Task statement = Please rewrite the data from the line containing "Each instance of the large" through the line containing "[[171, 193], [23, 144], [285, 134], [374, 188], [104, 193]]", inclusive, with "red jacket" changed to "blue coat" and nothing else altered. Return only those lines.

>> BEGIN Information supplied

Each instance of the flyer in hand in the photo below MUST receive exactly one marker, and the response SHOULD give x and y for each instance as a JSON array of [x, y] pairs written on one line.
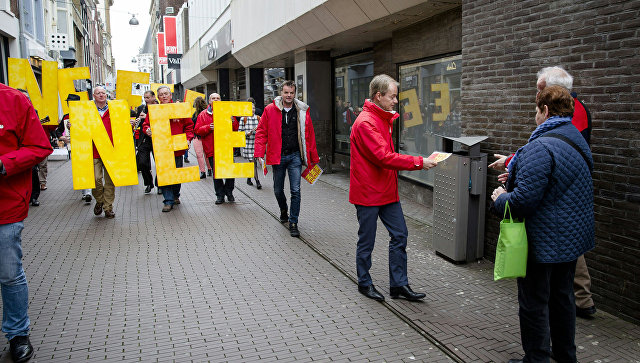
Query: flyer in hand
[[312, 174], [439, 156]]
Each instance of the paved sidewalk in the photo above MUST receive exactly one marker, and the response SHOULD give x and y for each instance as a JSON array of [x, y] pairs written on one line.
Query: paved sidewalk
[[228, 283]]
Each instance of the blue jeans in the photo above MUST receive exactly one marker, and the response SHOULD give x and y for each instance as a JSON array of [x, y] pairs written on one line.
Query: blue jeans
[[172, 192], [291, 163], [15, 293], [548, 311], [392, 218]]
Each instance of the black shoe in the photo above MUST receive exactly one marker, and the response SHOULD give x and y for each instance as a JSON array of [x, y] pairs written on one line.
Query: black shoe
[[406, 292], [371, 292], [293, 230], [586, 313], [284, 217], [20, 348]]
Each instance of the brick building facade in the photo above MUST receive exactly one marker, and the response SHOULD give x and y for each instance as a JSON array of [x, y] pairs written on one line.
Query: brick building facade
[[504, 44]]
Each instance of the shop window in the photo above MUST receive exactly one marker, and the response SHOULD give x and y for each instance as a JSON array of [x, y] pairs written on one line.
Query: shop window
[[429, 106], [352, 76]]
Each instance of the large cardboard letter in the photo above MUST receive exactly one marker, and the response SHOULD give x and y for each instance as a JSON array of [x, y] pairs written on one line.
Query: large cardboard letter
[[123, 86], [87, 129], [190, 96], [66, 76], [225, 139], [442, 101], [45, 101], [164, 144], [413, 106]]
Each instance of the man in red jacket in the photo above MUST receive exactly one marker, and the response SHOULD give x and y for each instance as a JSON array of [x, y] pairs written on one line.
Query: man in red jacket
[[171, 193], [23, 144], [285, 134], [374, 188], [104, 193]]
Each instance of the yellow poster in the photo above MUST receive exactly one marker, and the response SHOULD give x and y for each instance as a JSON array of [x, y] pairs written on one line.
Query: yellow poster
[[87, 129]]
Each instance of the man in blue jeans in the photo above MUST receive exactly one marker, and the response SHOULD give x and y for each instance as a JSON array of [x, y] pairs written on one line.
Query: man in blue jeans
[[23, 144], [285, 134]]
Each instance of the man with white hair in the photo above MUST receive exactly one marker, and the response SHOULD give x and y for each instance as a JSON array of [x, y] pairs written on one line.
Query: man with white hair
[[557, 76], [104, 193]]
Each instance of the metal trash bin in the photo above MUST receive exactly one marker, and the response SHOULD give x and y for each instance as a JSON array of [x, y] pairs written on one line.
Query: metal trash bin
[[459, 201]]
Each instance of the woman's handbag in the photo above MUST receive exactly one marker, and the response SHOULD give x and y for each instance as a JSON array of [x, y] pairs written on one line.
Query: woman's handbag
[[512, 248]]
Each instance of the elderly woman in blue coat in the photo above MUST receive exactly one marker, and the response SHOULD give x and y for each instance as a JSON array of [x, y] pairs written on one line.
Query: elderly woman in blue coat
[[550, 185]]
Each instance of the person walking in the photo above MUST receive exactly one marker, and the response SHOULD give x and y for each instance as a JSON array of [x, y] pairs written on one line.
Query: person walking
[[23, 144], [373, 188], [203, 162], [248, 125], [171, 193], [204, 128], [549, 184], [285, 135]]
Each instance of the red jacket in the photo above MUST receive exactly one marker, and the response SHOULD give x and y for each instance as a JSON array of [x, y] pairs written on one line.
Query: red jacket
[[269, 134], [106, 120], [178, 126], [374, 163], [23, 144], [204, 131]]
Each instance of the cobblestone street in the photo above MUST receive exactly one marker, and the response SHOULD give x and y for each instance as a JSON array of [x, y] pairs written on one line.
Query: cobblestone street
[[228, 283]]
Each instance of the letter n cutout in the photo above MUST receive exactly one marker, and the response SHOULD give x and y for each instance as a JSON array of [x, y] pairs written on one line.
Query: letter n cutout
[[87, 129]]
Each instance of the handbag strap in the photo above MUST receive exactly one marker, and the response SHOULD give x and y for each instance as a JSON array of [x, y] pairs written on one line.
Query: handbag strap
[[572, 144]]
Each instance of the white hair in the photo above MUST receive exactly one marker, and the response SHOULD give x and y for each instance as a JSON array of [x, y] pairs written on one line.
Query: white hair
[[556, 76]]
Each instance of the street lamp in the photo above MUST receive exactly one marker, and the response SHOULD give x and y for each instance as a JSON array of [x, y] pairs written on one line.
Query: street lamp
[[133, 20]]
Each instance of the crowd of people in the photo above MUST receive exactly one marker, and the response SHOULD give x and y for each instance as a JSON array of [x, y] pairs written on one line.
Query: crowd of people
[[548, 181]]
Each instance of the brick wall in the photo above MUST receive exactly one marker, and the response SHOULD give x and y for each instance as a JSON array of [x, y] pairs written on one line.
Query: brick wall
[[504, 44]]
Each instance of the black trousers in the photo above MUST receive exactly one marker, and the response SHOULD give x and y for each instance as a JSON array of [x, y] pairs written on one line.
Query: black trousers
[[548, 311], [144, 160], [222, 187]]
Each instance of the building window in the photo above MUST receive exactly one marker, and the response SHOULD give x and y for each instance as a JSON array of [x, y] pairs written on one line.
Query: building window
[[352, 76], [429, 105]]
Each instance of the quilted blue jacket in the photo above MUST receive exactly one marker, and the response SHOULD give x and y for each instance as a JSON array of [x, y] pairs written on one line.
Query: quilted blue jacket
[[553, 190]]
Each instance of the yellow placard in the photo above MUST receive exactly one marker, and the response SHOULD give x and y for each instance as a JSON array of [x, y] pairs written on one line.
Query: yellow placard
[[66, 76], [190, 96], [45, 101], [412, 106], [124, 82], [442, 101], [225, 139], [164, 144], [87, 129], [154, 87]]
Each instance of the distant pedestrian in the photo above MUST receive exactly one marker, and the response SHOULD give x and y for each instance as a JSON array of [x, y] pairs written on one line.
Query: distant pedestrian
[[374, 188], [203, 163], [248, 125], [145, 145], [204, 128], [23, 144], [171, 193], [550, 185], [285, 134], [104, 192]]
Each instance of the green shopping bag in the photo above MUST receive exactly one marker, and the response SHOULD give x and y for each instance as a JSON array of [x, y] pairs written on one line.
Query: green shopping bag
[[512, 248]]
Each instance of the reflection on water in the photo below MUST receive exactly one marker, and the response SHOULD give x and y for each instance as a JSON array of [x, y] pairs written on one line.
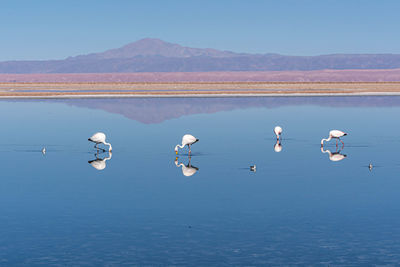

>> END Information supplied

Response to the exercise =
Each instance of the large cardboard letter in the photo above MUST receive exactly one marker, and the response SHOULD give x and y for each instance as a JSON array of [x, y] pairs written on one line.
Query: large cardboard letter
[[123, 86], [87, 129], [190, 96], [66, 76], [225, 139], [442, 101], [45, 101], [164, 144], [413, 106]]
Each instance of the man in blue coat in the photo above MUST receive exactly one marker, and the response SHOULD give x and y for each instance as a JSON array of [x, y] pairs written on one line.
Query: man in blue coat
[[171, 193], [23, 144], [285, 134], [374, 188], [104, 193]]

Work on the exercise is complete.